*** INPUT RECORDS Section Begins ***

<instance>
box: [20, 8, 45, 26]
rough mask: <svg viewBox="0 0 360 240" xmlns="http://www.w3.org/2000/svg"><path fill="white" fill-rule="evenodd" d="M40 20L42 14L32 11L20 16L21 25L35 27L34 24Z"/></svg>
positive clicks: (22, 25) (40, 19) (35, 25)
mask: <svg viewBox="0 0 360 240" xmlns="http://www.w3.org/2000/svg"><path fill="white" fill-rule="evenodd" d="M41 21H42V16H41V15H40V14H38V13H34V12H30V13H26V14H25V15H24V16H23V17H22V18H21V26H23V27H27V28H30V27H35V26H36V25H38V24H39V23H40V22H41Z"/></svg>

*** INPUT RECORDS Section Ends ***

WORK ORDER:
In the records above, find the line containing "box: [20, 8, 45, 26]"; please retype it and every line after it through the last line, exactly and with nothing else.

TASK ANSWER:
box: [20, 8, 45, 26]
rough mask: <svg viewBox="0 0 360 240" xmlns="http://www.w3.org/2000/svg"><path fill="white" fill-rule="evenodd" d="M40 20L42 14L32 11L20 16L21 25L35 27L34 24Z"/></svg>
positive clicks: (22, 25) (40, 19) (35, 25)
mask: <svg viewBox="0 0 360 240" xmlns="http://www.w3.org/2000/svg"><path fill="white" fill-rule="evenodd" d="M41 21H42V16H41V15H40V14H38V13H34V12H30V13H26V14H25V15H24V16H23V17H22V18H21V26H23V27H27V28H30V27H35V26H36V25H38V24H39V23H40V22H41Z"/></svg>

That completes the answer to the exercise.